### Goal of the exercise:
Tally the lines in the items below that contain the word "trench" and give only the number.

### Supplied material:
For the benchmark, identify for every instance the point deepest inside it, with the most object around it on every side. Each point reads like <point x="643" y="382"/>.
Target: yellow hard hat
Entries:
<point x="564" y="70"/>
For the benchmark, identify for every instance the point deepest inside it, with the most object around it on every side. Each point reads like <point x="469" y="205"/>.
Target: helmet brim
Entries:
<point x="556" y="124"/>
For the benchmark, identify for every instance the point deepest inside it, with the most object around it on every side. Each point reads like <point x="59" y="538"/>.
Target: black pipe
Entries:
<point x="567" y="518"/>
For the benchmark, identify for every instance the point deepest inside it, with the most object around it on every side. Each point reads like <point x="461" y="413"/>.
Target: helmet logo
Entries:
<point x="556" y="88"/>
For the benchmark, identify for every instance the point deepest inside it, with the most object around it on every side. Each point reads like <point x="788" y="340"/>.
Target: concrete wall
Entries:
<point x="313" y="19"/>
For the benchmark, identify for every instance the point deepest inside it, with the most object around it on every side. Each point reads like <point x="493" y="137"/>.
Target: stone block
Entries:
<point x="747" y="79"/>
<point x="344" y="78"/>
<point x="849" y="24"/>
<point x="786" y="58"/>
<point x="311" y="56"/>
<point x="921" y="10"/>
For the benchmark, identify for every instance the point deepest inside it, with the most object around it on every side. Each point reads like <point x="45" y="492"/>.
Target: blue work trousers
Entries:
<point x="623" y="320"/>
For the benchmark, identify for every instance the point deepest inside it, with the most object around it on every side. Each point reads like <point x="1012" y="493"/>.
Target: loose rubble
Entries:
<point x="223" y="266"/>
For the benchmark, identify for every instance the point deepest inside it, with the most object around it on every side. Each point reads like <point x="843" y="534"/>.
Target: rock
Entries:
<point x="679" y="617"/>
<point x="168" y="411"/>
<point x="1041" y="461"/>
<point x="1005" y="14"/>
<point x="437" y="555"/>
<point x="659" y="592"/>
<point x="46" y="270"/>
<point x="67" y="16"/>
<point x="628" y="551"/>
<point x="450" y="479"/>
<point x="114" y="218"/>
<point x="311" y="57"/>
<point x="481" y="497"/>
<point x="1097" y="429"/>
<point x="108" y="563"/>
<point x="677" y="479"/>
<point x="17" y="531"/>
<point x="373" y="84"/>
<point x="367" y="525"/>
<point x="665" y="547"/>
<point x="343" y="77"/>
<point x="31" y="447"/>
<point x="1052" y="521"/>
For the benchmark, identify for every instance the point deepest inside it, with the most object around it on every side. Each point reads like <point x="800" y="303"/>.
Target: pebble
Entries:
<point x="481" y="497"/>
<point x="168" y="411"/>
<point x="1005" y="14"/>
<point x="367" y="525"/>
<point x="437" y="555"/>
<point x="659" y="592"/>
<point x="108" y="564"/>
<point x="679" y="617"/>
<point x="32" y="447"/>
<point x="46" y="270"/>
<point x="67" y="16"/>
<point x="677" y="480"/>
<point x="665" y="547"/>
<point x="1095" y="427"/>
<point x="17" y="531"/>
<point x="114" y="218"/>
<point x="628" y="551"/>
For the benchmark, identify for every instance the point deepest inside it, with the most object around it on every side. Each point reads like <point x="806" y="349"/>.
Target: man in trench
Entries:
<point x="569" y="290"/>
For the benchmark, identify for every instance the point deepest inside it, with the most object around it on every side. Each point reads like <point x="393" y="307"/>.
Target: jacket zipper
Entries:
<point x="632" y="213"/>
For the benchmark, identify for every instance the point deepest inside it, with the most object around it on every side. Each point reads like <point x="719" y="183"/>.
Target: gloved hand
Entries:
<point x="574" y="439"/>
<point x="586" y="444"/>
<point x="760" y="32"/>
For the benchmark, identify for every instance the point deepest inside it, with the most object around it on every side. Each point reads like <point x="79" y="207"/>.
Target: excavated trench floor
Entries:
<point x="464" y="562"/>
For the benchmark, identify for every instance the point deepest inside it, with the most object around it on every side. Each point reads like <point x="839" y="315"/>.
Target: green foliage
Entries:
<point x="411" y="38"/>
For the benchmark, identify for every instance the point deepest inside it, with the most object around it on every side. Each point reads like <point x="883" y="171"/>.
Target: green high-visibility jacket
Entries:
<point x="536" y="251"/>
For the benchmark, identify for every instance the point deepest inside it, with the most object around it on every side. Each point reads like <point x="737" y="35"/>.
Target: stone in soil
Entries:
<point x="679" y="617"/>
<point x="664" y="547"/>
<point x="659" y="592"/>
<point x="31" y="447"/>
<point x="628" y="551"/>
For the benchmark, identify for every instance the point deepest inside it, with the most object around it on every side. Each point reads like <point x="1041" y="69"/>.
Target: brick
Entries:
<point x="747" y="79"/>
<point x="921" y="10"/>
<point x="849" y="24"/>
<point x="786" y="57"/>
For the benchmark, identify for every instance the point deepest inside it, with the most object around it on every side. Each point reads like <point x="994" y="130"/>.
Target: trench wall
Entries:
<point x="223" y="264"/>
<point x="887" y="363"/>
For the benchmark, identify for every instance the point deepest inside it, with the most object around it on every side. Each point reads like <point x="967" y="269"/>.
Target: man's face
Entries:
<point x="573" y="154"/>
---
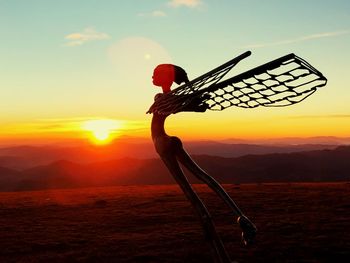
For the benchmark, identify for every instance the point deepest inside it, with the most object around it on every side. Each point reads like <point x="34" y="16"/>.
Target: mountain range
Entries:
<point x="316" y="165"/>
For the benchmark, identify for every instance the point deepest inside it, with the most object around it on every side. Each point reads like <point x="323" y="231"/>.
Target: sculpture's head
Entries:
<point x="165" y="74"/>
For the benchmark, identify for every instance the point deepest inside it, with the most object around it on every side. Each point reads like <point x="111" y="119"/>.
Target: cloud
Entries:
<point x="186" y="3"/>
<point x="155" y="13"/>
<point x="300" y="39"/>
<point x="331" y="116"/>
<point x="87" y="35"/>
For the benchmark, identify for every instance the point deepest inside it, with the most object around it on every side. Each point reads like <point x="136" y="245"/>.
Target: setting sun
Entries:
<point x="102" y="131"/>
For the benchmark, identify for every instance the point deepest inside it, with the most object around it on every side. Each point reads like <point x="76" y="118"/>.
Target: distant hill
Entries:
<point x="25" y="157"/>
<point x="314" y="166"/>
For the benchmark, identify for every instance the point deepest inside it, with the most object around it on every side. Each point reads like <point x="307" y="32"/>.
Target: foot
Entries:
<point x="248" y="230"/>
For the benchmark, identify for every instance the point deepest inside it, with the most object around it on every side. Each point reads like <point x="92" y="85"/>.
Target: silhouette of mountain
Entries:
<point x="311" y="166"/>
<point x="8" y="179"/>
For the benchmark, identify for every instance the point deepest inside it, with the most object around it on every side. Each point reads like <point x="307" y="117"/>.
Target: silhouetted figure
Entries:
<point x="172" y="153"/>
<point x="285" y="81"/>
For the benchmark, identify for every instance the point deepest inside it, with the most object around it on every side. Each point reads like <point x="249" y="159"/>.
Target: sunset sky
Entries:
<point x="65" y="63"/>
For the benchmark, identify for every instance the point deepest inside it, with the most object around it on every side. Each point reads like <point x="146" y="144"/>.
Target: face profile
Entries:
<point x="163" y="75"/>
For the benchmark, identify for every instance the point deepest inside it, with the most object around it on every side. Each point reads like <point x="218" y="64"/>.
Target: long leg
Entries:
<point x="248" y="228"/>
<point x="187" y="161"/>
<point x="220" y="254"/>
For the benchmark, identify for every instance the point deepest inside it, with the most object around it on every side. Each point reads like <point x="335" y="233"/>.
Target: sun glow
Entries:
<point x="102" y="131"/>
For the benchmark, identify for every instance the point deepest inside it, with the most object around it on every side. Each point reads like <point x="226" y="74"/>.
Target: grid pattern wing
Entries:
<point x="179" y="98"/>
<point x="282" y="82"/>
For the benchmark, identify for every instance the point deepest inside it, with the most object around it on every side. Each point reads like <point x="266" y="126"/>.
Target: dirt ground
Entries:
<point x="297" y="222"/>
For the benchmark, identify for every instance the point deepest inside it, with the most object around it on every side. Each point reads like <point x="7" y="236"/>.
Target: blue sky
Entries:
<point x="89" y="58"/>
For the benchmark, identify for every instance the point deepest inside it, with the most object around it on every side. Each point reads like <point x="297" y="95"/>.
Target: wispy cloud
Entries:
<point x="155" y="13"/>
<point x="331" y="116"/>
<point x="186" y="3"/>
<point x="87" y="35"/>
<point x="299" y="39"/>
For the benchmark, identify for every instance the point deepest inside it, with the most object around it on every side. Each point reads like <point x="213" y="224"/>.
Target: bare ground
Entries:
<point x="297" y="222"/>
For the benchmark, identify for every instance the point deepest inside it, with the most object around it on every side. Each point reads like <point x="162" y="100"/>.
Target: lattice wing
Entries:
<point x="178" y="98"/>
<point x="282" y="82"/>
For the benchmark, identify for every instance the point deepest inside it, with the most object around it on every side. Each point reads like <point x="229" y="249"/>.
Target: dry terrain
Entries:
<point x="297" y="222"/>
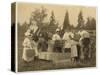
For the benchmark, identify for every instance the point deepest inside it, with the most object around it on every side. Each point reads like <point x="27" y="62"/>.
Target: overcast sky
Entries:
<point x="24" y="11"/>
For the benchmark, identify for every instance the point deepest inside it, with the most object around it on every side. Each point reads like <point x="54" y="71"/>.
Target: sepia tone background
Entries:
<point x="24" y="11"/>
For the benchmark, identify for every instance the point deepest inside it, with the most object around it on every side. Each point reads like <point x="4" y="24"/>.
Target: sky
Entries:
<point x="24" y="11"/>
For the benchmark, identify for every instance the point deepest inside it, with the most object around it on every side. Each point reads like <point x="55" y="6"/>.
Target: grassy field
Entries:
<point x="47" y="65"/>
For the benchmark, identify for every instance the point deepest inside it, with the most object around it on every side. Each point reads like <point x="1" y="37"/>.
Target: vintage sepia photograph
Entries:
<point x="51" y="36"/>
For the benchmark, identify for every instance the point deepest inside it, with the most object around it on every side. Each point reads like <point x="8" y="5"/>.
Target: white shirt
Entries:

### Final result:
3